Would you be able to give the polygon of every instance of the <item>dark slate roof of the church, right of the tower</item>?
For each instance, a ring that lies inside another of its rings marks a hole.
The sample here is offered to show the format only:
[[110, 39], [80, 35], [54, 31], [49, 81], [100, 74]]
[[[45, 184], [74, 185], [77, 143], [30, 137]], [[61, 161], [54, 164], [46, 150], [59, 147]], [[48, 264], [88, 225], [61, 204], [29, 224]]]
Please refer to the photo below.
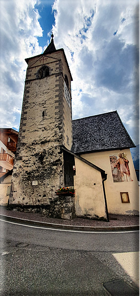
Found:
[[73, 120], [72, 132], [77, 154], [136, 147], [117, 111]]

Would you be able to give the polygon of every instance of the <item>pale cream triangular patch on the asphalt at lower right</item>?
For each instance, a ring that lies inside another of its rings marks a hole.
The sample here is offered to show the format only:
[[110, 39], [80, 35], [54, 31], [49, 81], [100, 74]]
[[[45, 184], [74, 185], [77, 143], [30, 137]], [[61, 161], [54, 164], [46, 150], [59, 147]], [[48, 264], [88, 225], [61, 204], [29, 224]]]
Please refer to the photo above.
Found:
[[136, 285], [139, 286], [140, 252], [112, 253], [112, 255], [132, 278]]

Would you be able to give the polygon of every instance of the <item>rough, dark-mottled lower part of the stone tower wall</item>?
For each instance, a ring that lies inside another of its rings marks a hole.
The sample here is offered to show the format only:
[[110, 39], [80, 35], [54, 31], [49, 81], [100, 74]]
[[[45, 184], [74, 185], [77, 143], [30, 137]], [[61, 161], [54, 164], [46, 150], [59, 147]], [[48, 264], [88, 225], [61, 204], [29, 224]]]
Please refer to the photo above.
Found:
[[49, 205], [64, 186], [63, 151], [49, 144], [42, 152], [36, 151], [36, 145], [27, 151], [15, 159], [9, 205]]

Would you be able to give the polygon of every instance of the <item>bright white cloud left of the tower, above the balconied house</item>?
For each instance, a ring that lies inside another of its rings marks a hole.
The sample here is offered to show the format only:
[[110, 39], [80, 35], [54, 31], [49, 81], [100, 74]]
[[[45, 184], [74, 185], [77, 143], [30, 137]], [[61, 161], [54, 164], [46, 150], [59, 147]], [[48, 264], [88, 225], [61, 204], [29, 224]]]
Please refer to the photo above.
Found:
[[25, 58], [42, 53], [36, 0], [0, 1], [1, 127], [18, 129], [24, 91]]

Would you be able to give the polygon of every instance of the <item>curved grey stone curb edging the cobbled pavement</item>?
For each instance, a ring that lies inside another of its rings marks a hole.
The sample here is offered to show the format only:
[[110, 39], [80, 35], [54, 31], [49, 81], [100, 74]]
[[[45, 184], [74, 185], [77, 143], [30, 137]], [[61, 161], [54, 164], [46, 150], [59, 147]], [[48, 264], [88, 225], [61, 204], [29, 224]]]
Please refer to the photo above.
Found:
[[80, 231], [113, 231], [113, 230], [140, 230], [139, 225], [124, 225], [124, 226], [79, 226], [79, 225], [65, 225], [65, 224], [57, 224], [57, 223], [49, 223], [49, 222], [39, 222], [39, 221], [30, 221], [24, 220], [21, 218], [10, 217], [6, 215], [0, 214], [0, 219], [3, 219], [7, 222], [17, 222], [21, 224], [27, 225], [35, 225], [39, 227], [53, 227], [54, 230], [56, 229], [64, 229], [64, 230], [80, 230]]

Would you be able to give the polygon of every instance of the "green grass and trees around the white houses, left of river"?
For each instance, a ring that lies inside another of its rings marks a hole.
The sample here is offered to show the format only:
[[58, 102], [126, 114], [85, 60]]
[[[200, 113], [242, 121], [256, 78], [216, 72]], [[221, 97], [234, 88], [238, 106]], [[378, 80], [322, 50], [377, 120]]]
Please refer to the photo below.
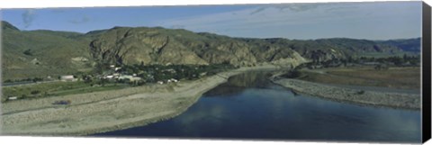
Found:
[[[16, 96], [18, 99], [29, 99], [47, 96], [82, 94], [96, 91], [121, 89], [130, 86], [141, 86], [147, 83], [156, 83], [168, 79], [176, 80], [193, 80], [200, 77], [214, 75], [221, 71], [234, 68], [229, 64], [218, 65], [124, 65], [121, 70], [115, 73], [122, 75], [136, 74], [139, 81], [130, 81], [128, 79], [104, 78], [102, 74], [77, 73], [75, 75], [80, 81], [75, 82], [46, 82], [40, 84], [31, 84], [23, 86], [3, 87], [2, 101], [8, 97]], [[114, 73], [111, 69], [102, 70], [103, 73], [111, 75]], [[31, 80], [31, 79], [29, 79]], [[40, 80], [34, 78], [33, 80]]]

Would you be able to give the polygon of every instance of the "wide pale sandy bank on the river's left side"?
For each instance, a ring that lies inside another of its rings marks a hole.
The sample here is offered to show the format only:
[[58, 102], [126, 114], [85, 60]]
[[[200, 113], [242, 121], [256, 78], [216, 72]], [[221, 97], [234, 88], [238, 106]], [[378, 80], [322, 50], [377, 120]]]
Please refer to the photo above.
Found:
[[[199, 97], [245, 71], [275, 66], [238, 68], [211, 77], [169, 85], [64, 95], [2, 104], [3, 135], [85, 135], [167, 120], [183, 113]], [[68, 105], [52, 104], [70, 100]]]

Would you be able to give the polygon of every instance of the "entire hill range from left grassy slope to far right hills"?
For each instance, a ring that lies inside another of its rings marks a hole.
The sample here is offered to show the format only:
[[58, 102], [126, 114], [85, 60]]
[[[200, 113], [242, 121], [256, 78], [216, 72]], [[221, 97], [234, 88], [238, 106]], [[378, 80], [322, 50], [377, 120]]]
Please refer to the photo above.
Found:
[[405, 50], [381, 41], [230, 38], [207, 32], [160, 27], [114, 27], [87, 33], [20, 31], [2, 22], [4, 79], [47, 77], [89, 71], [95, 64], [220, 64], [293, 67], [311, 59]]

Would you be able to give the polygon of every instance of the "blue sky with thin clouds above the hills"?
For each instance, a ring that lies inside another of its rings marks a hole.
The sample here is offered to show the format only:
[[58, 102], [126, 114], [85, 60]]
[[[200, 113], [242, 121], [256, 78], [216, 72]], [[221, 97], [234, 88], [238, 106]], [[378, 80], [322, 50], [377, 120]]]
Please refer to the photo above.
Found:
[[3, 9], [21, 30], [162, 26], [232, 37], [389, 40], [421, 35], [421, 2]]

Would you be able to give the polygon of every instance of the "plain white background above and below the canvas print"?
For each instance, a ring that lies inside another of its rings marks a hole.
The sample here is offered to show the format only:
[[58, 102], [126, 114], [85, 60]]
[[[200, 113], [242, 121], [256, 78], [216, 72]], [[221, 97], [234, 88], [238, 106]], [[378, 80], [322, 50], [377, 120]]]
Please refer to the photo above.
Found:
[[[314, 2], [366, 2], [383, 0], [0, 0], [0, 8], [43, 8], [43, 7], [85, 7], [85, 6], [128, 6], [128, 5], [221, 5], [221, 4], [269, 4], [269, 3], [314, 3]], [[401, 0], [392, 0], [401, 1]], [[432, 5], [432, 0], [425, 0]], [[1, 17], [0, 17], [1, 19]], [[114, 139], [114, 138], [72, 138], [72, 137], [0, 137], [0, 145], [15, 144], [44, 145], [135, 145], [135, 144], [178, 144], [178, 145], [238, 145], [238, 144], [360, 144], [345, 142], [307, 142], [307, 141], [261, 141], [261, 140], [162, 140], [162, 139]], [[363, 143], [362, 143], [363, 144]], [[371, 143], [364, 143], [371, 144]], [[428, 145], [432, 141], [428, 141]], [[383, 145], [383, 144], [382, 144]]]

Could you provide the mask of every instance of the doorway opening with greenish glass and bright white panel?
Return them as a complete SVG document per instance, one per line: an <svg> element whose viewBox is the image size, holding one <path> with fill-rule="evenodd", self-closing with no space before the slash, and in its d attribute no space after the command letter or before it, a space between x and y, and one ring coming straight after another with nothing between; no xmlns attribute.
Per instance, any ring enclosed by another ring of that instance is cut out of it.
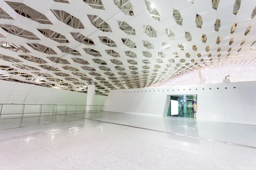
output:
<svg viewBox="0 0 256 170"><path fill-rule="evenodd" d="M196 118L197 95L172 95L167 116Z"/></svg>

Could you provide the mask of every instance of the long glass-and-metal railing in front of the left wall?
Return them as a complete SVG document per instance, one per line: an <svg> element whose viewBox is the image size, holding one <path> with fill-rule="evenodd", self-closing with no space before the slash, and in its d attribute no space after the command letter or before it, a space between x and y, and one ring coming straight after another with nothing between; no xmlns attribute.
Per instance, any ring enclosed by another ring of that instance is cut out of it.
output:
<svg viewBox="0 0 256 170"><path fill-rule="evenodd" d="M105 105L0 104L0 121L24 127L104 116Z"/></svg>

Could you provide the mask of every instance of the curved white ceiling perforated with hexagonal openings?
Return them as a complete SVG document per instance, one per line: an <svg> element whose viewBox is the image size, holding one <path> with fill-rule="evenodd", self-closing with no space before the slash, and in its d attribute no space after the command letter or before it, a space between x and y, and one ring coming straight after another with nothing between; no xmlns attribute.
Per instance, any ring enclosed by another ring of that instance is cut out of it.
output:
<svg viewBox="0 0 256 170"><path fill-rule="evenodd" d="M254 0L4 0L0 7L0 79L84 93L94 83L107 95L179 84L198 68L255 66Z"/></svg>

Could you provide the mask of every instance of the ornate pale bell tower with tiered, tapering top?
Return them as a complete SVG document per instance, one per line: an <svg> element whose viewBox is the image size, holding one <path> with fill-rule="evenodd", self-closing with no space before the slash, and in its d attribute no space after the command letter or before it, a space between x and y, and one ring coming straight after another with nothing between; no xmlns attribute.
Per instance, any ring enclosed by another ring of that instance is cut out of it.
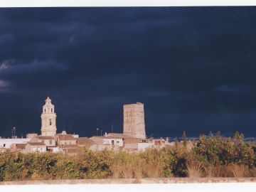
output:
<svg viewBox="0 0 256 192"><path fill-rule="evenodd" d="M41 134L43 136L54 136L56 134L56 116L54 105L51 103L50 98L47 97L41 114Z"/></svg>

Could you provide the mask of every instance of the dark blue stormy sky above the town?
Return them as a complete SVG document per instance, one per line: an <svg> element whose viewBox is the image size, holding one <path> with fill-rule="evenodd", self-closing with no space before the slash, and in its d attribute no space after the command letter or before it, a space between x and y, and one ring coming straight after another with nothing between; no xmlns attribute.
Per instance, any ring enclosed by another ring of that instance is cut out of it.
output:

----

## TASK TO COMPLETE
Which lines above contain the word "polygon"? Show each of them.

## OUTPUT
Would you be able to give the polygon of every instance of the <item>dark slate roof of the church, right of the tower</item>?
Would you be able to give the polygon of every instance of the <item>pale cream triangular patch on the asphalt at lower right</item>?
Would you be able to give the polygon of every instance of the <item>rough, dark-mottled lower part of the stone tower wall</item>?
Would you be able to give the polygon of every instance of the <item>bright white cloud left of the tower, above the balconied house</item>?
Would you be able to give the polygon of every instance of the <item>curved grey stone curb edging the cobbled pavement</item>?
Would you be able to give the polygon of every instance of the "green grass and trees around the white houses, left of river"?
Would you be able to give the polygon of every instance of the "wide pale sandy bank on the river's left side"?
Would you be able to give the polygon of every instance of the "entire hill range from left grassy slope to far right hills"?
Would you be able to give the polygon of every instance of the "blue sky with thin clouds above the hills"?
Would you be able to give the polygon of every instance of the "plain white background above and below the canvas print"?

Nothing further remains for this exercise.